-- Aim of the task --
Render every line of the records below as a JSON list of strings, one string per line, skipping blank lines and leaving out the pictures.

-- Provided records --

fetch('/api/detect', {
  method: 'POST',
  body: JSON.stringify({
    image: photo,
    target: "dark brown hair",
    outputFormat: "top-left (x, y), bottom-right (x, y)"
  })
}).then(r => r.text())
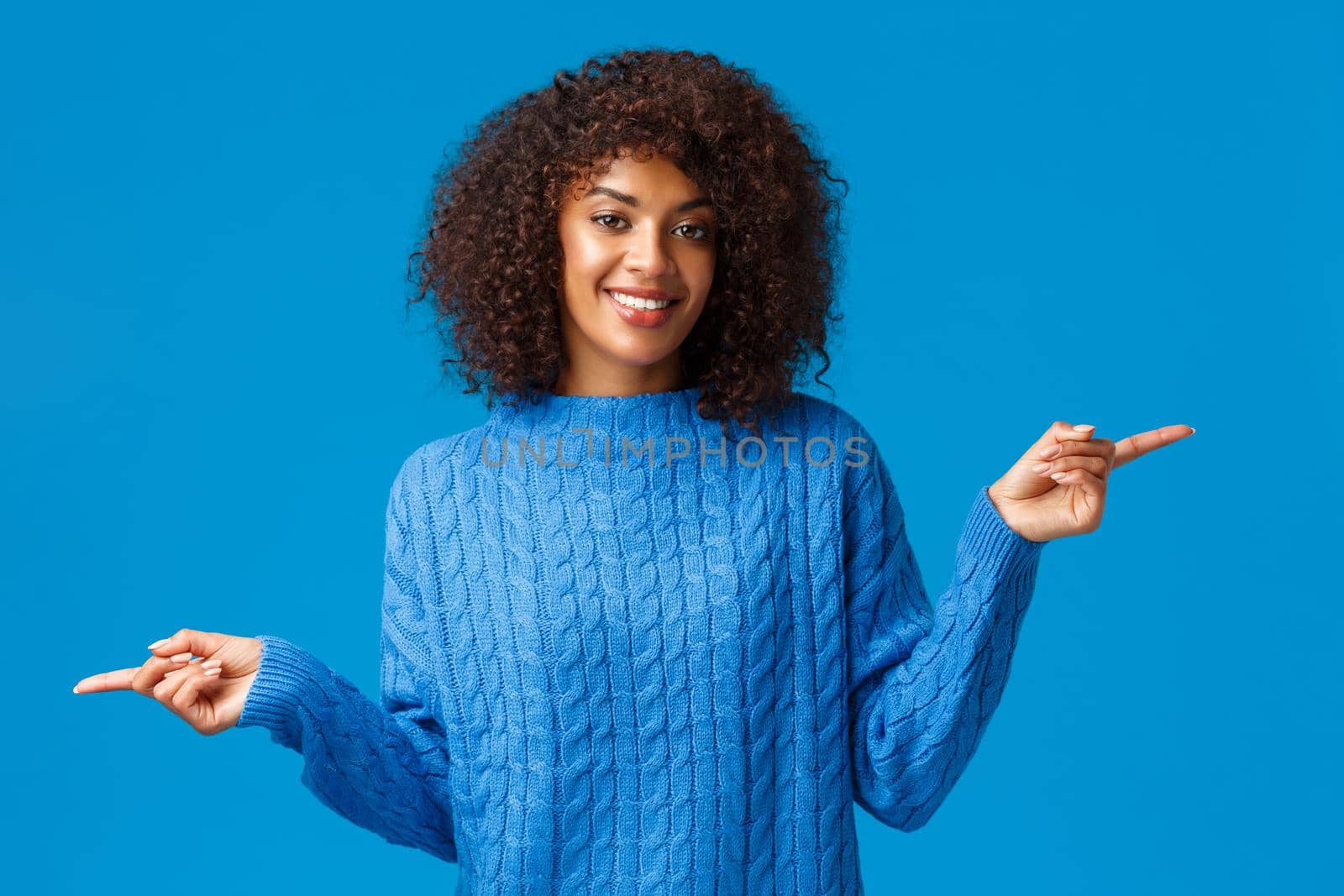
top-left (407, 49), bottom-right (848, 434)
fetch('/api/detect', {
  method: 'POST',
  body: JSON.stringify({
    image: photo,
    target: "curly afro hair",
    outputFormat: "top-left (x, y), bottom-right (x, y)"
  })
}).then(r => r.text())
top-left (407, 49), bottom-right (848, 435)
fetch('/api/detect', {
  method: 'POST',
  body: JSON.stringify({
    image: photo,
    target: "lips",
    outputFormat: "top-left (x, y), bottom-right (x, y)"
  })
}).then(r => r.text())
top-left (602, 289), bottom-right (676, 327)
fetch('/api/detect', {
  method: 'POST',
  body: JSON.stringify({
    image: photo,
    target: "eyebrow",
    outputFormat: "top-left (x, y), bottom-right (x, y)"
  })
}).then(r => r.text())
top-left (589, 186), bottom-right (712, 211)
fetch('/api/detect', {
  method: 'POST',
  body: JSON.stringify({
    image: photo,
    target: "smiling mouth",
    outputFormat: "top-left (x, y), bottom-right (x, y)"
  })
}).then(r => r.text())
top-left (602, 289), bottom-right (681, 312)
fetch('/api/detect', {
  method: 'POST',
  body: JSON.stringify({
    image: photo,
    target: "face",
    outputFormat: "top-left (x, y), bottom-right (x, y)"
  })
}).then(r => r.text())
top-left (555, 152), bottom-right (717, 395)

-- Output of the exercise --
[
  "fetch('/api/detect', {",
  "  method: 'POST',",
  "  body: JSON.stringify({",
  "    image: photo,",
  "    target: \"dark brown hair\",",
  "    outputFormat: \"top-left (x, y), bottom-right (x, y)\"",
  "  })",
  "}).then(r => r.text())",
  "top-left (407, 49), bottom-right (848, 434)",
  "fetch('/api/detect', {",
  "  method: 'POST',",
  "  body: JSON.stringify({",
  "    image: photo,",
  "    target: \"curly afro hair\",",
  "    outputFormat: \"top-left (x, y), bottom-right (x, y)\"",
  "  })",
  "}).then(r => r.text())",
  "top-left (407, 49), bottom-right (848, 435)",
  "fetch('/api/detect', {",
  "  method: 'POST',",
  "  body: JSON.stringify({",
  "    image: photo,",
  "    target: \"lips\",",
  "    outputFormat: \"top-left (x, y), bottom-right (x, y)\"",
  "  })",
  "}).then(r => r.text())",
  "top-left (602, 289), bottom-right (676, 327)",
  "fetch('/api/detect', {",
  "  method: 'POST',",
  "  body: JSON.stringify({",
  "    image: photo,",
  "    target: \"eyebrow\",",
  "    outputFormat: \"top-left (x, y), bottom-right (x, y)\"",
  "  })",
  "}).then(r => r.text())",
  "top-left (589, 186), bottom-right (712, 211)",
  "fetch('/api/detect', {",
  "  method: 'POST',",
  "  body: JSON.stringify({",
  "    image: photo,",
  "    target: \"smiling mouth\",",
  "    outputFormat: \"top-left (x, y), bottom-right (x, y)\"",
  "  })",
  "}).then(r => r.text())",
  "top-left (602, 289), bottom-right (681, 312)",
  "fetch('/api/detect', {",
  "  method: 'POST',",
  "  body: JSON.stringify({",
  "    image: photo,",
  "    target: \"face\",",
  "    outputFormat: \"top-left (x, y), bottom-right (x, y)\"",
  "  })",
  "}).then(r => r.text())",
  "top-left (555, 152), bottom-right (717, 395)"
]